Source excerpt:

III-B Visual feature extractor

Given an image $V$ attached to a news text, we employ the pre-trained ResNeSt-50 [40]. On top of the last layer of ResNeSt-50, we add a fully connected layer to adjust the dimension of final visual feature representation to length 30, i.e., $R_{V}\in\mathbb{R}^{30}$ . During the joint training process with the textual feature extractor, the parameters of pre-trained ResNeSt-50 are kept static to avoid overfitting. The operation of the last layer in the visual feature extractor can be represented as:

R_{V}=\sigma(W_{vf}\cdot R_{V_{resnest}})

(2)

where $R_{V_{resnest}}$ is the visual feature representation obtained from pre-trained ResNeSt-50 and $W_{vf}$ is the weight matrix of the fully connected layer in the visual feature extractor.

III-C Emotion feature extractor

To comprehensively represent emotion, we employ publisher emotion extractor [41] to obtain a variety of features from news contents, including the emotion category, emotional lexicon, emotional intensity, sentiment score, and other auxiliary features. The corresponding feature representations are denoted by $R_{E}^{cate}$ , $R_{E}^{lex}$ , $R_{E}^{int}$ , $R_{E}^{senti}$ , and $R_{E}^{aux}$ , respectively. Among them, emotion category, emotional intensity, and sentiment score provide the overall information, while the other two provide word- and symbol-level information. We concatenate all five kinds of features as $R_{E}$ with final dimension of length 38, i.e.,

R_{E}=R_{E}^{cate}\oplus R_{E}^{lex}\oplus R_{E}^{int}\oplus R_{E}^{senti}\oplus R_{E}^{aux}

(3)

III-D Title-Text similarity extractor

In this part, we propose to apply the scaled dot-product attention mechanism on title features and textual features to capture how well the title and text are related to each other in the news. We utilize the attention mechanism for the title and textual features in two directions. Figure 4 shows the general design of our proposed attention mechanism.

When we use information from a text to compare to a title or use the text vector representation $R_{T}$ as Query and title features $R_{Ti}$ as Key and Value. Mathematically, the Query, Key, and Value are defined as:

	$\displaystyle Q$	$\displaystyle=R_{T}\times W_{Q},K=R_{Ti}\times W_{K},V=R_{Ti}\times W_{V}$		(4)

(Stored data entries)

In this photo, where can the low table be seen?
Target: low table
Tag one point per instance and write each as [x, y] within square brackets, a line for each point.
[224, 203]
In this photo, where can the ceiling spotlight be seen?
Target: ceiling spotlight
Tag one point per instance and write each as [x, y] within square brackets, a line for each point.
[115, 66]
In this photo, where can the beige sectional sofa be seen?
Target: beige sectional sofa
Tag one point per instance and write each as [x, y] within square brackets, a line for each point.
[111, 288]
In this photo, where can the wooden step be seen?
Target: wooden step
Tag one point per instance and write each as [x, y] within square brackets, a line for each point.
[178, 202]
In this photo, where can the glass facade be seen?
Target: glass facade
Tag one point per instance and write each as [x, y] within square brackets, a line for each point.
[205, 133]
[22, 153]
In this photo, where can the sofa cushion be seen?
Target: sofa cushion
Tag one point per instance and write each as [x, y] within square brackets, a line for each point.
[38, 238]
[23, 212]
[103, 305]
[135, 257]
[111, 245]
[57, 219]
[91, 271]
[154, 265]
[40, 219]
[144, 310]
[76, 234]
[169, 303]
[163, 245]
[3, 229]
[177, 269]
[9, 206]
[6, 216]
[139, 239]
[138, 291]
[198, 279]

* * *

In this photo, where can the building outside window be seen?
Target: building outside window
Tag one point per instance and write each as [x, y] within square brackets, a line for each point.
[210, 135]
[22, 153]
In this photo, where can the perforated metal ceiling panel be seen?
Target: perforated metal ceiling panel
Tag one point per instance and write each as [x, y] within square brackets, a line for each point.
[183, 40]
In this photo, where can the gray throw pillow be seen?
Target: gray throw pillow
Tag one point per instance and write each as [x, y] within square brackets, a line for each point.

What to work on: Write out, word for word, the portion of the feature extractor excerpt from "In this part, we" up to and including "proposed attention mechanism.".

Result below:
In this part, we propose to apply the scaled dot-product attention mechanism on title features and textual features to capture how well the title and text are related to each other in the news. We utilize the attention mechanism for the title and textual features in two directions. Figure 4 shows the general design of our proposed attention mechanism.